Aim: Rewrite the lines of the records between the line containing "In the photo above, where can the white cloud-shaped" and the line containing "column 293, row 452", inclusive, as a Markdown table with the columns Row and Line, leaving out any blank lines. Include only those lines.

Material to process:

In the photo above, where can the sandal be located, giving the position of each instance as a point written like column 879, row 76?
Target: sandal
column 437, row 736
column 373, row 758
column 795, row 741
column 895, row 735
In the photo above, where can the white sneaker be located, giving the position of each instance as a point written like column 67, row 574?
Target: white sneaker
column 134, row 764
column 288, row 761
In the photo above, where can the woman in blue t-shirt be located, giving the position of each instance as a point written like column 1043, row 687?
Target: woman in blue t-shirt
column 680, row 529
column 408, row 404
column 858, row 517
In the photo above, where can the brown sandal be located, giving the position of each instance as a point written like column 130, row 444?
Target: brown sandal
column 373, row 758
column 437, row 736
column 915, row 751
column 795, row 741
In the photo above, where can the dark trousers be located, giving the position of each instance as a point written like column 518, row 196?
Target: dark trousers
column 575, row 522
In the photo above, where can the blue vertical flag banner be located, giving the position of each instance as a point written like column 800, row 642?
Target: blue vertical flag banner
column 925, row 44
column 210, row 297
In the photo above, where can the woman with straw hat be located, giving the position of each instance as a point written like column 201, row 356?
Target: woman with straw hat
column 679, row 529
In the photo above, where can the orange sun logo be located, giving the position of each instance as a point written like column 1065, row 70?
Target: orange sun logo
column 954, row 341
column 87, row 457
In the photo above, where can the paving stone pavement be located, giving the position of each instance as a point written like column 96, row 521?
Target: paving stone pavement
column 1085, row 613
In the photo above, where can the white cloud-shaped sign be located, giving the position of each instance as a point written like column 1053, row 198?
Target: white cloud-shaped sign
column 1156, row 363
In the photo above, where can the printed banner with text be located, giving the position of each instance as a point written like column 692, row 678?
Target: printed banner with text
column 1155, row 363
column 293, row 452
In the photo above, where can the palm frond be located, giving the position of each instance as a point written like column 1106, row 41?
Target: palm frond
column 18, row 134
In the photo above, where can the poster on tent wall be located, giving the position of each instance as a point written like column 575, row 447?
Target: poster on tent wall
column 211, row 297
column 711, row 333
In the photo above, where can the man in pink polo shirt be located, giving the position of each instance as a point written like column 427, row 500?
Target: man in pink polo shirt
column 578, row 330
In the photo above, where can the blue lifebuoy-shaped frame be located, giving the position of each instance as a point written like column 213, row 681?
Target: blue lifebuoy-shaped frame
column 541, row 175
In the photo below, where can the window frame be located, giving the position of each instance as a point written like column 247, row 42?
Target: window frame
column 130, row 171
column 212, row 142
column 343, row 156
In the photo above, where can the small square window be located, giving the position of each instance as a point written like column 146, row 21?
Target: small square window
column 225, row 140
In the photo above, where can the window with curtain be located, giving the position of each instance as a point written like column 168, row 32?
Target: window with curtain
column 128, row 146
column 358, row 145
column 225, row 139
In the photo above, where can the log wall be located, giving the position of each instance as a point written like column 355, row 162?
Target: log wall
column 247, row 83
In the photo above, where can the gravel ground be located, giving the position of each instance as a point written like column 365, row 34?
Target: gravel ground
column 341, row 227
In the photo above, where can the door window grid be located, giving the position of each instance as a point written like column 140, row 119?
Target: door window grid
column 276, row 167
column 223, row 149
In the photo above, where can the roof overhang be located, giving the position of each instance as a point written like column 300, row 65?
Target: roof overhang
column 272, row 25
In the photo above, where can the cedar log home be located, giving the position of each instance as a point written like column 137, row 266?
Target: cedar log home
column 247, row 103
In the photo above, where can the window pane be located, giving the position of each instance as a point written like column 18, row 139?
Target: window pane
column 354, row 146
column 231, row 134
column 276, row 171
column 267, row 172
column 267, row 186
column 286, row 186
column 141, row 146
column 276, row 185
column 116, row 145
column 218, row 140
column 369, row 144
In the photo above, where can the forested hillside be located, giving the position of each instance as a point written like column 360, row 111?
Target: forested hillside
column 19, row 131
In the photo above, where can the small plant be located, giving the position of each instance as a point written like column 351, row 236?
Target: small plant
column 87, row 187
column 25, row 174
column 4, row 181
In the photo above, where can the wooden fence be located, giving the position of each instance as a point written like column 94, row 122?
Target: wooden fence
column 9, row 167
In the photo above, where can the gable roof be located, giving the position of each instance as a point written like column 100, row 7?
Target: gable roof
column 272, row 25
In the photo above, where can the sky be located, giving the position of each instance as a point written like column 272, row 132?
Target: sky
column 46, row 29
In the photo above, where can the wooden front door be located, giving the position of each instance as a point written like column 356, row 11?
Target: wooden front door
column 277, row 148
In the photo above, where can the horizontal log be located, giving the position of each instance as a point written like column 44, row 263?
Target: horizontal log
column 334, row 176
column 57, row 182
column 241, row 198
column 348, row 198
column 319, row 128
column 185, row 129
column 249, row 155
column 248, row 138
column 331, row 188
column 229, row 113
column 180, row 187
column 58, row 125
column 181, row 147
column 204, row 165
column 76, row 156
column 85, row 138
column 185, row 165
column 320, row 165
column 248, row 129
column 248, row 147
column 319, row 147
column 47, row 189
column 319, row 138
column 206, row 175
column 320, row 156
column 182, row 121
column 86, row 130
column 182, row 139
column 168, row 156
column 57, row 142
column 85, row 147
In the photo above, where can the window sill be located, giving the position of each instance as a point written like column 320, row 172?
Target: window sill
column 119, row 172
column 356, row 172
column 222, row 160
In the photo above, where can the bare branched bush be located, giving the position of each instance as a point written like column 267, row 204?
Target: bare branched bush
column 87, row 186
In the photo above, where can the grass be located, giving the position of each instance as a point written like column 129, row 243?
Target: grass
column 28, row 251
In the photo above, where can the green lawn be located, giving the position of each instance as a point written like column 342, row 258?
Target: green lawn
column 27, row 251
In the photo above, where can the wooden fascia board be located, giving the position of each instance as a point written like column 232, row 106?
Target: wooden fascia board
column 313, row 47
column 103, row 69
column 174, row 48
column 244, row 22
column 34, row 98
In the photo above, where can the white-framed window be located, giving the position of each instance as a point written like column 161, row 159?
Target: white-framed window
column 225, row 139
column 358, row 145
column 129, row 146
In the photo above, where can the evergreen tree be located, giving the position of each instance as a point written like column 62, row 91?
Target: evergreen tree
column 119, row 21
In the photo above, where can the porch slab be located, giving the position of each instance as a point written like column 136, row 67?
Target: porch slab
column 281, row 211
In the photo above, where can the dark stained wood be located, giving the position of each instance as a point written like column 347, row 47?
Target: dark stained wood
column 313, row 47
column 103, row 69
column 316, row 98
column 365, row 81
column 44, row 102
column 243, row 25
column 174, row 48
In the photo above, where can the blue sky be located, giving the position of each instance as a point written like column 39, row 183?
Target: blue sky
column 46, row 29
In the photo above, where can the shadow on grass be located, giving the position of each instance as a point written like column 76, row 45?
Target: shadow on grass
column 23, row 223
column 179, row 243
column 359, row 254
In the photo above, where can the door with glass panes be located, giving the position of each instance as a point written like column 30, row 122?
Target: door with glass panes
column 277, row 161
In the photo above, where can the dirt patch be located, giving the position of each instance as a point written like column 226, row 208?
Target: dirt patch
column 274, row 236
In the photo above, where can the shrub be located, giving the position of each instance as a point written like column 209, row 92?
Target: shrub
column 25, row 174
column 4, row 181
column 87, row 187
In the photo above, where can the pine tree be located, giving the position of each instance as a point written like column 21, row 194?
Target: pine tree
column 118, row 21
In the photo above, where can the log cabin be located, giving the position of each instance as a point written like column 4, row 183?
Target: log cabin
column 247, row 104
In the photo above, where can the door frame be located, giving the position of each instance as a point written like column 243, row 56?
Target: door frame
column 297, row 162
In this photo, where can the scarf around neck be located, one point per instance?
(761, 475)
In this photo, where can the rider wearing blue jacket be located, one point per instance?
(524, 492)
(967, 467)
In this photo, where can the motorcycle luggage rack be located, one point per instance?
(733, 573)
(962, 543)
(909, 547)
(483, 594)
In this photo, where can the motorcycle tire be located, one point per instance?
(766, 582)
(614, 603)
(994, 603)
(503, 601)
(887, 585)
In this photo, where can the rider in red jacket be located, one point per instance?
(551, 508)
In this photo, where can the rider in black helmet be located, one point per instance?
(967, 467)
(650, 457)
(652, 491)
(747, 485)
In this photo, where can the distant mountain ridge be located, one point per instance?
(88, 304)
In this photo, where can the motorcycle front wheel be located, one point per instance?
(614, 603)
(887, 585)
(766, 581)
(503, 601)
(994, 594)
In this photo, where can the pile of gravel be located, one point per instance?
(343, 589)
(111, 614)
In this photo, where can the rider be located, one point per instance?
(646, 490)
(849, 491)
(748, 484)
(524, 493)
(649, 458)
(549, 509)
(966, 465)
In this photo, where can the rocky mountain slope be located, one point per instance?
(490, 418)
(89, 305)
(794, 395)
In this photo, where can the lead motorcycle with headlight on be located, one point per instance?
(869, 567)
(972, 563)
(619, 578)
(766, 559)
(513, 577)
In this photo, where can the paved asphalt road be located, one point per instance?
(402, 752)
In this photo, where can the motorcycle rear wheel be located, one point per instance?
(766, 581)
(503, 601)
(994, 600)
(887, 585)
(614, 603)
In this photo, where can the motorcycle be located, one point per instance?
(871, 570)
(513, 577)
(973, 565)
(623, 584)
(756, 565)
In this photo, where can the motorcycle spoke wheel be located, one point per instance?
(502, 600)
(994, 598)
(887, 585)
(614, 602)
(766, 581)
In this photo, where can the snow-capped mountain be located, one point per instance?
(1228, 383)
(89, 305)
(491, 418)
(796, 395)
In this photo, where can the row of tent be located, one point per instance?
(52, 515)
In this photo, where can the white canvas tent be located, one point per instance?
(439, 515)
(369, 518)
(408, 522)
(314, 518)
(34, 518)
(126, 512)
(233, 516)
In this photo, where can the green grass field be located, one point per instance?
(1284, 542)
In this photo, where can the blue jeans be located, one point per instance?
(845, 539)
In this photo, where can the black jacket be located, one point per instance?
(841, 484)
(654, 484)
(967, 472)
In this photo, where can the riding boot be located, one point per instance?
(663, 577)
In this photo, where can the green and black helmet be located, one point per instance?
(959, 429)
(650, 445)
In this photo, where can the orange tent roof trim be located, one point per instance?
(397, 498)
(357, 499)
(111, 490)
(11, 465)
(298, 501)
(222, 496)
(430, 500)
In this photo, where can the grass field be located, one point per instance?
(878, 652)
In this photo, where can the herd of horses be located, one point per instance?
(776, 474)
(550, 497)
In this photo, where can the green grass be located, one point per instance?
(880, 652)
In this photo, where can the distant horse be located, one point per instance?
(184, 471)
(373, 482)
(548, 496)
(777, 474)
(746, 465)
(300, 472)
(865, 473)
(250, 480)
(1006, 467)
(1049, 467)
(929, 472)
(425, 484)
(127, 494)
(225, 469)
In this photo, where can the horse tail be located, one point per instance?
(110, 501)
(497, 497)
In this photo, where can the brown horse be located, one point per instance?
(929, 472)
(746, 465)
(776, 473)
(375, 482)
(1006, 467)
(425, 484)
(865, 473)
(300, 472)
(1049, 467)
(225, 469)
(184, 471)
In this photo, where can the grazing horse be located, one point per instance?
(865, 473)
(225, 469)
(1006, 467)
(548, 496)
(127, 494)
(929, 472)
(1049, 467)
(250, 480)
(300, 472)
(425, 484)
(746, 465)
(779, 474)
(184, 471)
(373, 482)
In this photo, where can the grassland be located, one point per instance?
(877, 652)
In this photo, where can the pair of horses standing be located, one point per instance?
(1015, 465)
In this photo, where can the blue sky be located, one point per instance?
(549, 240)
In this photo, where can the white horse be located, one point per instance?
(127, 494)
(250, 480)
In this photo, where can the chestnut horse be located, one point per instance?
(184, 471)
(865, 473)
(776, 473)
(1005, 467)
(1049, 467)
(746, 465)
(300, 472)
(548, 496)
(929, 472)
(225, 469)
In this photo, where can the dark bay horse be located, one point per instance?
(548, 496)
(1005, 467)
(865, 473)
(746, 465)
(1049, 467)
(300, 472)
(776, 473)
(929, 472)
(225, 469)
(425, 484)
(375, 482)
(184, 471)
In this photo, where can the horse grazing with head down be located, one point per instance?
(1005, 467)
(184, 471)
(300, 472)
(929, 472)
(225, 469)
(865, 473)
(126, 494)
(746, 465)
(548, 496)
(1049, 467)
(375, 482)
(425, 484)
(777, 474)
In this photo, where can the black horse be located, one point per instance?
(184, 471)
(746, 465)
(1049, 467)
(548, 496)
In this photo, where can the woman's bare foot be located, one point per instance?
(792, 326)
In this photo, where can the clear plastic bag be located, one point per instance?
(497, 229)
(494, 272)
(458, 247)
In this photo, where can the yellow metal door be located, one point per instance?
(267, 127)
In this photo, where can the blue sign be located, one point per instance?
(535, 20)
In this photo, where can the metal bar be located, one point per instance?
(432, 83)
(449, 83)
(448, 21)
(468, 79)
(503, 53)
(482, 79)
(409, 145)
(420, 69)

Complete answer:
| Row | Line |
|---|---|
| 1 | In the photo above, where can the white cloud-shaped sign be located, giving the position of each instance as a point written like column 1053, row 198? |
| 2 | Target: white cloud-shaped sign |
| 3 | column 1156, row 363 |
| 4 | In the photo above, where can the printed banner with text be located, giving the position of each instance as a point written like column 692, row 678? |
| 5 | Target: printed banner with text |
| 6 | column 1155, row 363 |
| 7 | column 293, row 452 |